▶ _WHAT THIS EXERCISE ASKS_
A: In the biomimicry passage, what noise standard did the government set for the bullet trains?
B: Copy the stretch of the biomimicry passage from "To solve the" through "by the government." word for word.

▶ _EXTRACT_
○ ○ ○ ○ ○

In fact, many companies have been investing in this field for years already. Some of the best known biomimicry examples of this so far are:

  • Japan's Shinkansen bullet trains. The bullet trains of the Asian country have always been famous for their speed, but until a few years ago, they were also famous for their noise. When they entered a tunnel, they pushed the air at such a speed that a wave of pressure and sound was generated that could be heard 400 metres away, proving problematic in residential areas in particular. 

To solve the problem, the director of technological development Eiji Nakatsu was inspired by the aerodynamics of the Kingfisher, after learning that this bird is able to dive at high speed from the air into the water without barely making a splash. And so he redesigned the front of the train to imitate the bird's beak. In addition, the company also modified the components that supply the train with electricity, inspired by the shape of owl feathers, to meet the noise standard of 70 dBa established by the government.

  • Quieter wind turbines. Owls once again crop up in a noise-related innovation. As explained in the book Biomimicry: Innovation Inspired by Nature, these raptors are known for being silent predators thanks to their feathers having irregular edges and flexible strips that minimise noise-causing turbulence before a hunt. Based on these, scientists and engineers have applied similar principles to the design of wind turbine blades, with the purpose of reducing noise.

  • Antibacterial surfaces. The company Sharklet Technologies has patented a solution to the problematic proliferation of antibiotic-resistant bacterial strains, emulating characteristics observed in sharkskin. Sharks' skin structure prevents the growth of crustaceans and barnacles, elements found on other marine organisms. Sharklet Technologies' solutions are mainly used in the medical and healthcare field.

○ ○ ○ ○ ○

▶ _DATASET CONTENT_
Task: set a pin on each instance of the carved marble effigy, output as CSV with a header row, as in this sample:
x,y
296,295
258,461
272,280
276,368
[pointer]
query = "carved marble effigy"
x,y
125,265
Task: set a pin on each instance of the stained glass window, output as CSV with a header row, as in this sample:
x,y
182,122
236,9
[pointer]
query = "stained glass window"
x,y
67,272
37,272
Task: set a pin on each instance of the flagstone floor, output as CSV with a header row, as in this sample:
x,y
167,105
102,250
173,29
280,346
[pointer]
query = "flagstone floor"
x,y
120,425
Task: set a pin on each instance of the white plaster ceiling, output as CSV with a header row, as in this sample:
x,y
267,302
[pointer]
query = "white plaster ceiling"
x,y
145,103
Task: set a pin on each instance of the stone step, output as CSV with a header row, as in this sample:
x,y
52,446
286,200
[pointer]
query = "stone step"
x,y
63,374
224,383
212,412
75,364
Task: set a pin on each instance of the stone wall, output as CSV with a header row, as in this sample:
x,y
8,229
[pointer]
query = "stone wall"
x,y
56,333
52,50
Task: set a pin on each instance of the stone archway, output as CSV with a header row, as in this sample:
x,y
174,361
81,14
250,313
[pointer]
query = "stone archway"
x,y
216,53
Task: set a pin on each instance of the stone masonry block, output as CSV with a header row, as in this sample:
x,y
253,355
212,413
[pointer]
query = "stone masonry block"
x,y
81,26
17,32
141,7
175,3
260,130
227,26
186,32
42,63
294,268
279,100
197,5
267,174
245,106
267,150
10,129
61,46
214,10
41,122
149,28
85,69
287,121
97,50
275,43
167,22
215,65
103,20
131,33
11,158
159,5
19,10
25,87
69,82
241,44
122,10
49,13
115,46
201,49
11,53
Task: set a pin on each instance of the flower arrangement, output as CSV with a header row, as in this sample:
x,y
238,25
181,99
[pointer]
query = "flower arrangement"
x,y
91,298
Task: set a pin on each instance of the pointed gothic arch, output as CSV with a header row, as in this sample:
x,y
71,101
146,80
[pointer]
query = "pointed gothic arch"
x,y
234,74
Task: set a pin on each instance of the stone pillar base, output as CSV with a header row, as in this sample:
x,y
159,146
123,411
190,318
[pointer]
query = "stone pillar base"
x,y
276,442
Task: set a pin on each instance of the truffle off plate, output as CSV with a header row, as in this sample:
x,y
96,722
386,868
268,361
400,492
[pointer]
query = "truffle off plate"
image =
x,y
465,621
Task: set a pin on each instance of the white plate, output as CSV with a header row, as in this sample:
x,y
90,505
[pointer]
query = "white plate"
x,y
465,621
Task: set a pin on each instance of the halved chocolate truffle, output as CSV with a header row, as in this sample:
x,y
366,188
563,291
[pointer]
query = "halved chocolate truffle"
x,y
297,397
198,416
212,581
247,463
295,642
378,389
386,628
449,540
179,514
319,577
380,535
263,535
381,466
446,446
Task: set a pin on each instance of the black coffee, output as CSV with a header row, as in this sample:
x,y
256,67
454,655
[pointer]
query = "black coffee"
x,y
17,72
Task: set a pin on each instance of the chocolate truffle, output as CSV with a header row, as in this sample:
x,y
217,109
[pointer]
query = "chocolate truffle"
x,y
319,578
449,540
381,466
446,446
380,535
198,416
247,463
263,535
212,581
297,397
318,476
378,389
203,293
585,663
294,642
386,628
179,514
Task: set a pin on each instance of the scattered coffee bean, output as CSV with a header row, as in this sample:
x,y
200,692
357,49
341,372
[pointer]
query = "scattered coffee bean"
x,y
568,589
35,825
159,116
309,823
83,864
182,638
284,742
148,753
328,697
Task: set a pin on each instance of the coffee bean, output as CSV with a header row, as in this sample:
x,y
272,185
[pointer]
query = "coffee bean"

○ ○ ○ ○ ○

▶ _RESPONSES BY ITEM NUMBER_
A: 70 dBa

B:
To solve the problem, the director of technological development Eiji Nakatsu was inspired by the aerodynamics of the Kingfisher, after learning that this bird is able to dive at high speed from the air into the water without barely making a splash. And so he redesigned the front of the train to imitate the bird's beak. In addition, the company also modified the components that supply the train with electricity, inspired by the shape of owl feathers, to meet the noise standard of 70 dBa established by the government.